══ SOURCE DATA ══
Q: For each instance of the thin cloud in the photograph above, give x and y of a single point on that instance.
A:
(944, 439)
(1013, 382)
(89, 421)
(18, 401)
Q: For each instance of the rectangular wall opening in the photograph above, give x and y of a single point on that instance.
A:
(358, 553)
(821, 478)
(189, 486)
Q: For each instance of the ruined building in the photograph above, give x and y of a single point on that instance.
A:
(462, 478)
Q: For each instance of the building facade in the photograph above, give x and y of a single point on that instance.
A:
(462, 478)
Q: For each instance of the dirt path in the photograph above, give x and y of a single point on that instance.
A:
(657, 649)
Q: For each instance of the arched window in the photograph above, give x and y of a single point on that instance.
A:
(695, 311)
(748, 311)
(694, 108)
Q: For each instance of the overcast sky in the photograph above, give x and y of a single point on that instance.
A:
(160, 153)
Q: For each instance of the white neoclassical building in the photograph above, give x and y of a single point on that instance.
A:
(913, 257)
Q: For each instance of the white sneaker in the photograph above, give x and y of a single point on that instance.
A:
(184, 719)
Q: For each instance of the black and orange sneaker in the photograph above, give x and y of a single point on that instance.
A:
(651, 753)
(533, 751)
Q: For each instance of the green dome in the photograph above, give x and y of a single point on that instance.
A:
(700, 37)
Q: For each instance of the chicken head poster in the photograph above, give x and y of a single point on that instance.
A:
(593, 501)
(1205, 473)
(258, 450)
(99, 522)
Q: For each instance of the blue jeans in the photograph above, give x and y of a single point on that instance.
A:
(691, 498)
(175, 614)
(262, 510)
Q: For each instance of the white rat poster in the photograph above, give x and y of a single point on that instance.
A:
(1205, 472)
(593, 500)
═══
**THE TASK**
Please return each line of the listing above that contains "building".

**COMPLETED TASK**
Q: For each instance of the ruined building in the photograph above, give x and y of a single point on that instance.
Q: For each instance of the building facade in the photograph above, give x and y of a single point on that instance.
Q: For each instance of the white neoclassical building in the photograph above, give x and y of a single point on that instance.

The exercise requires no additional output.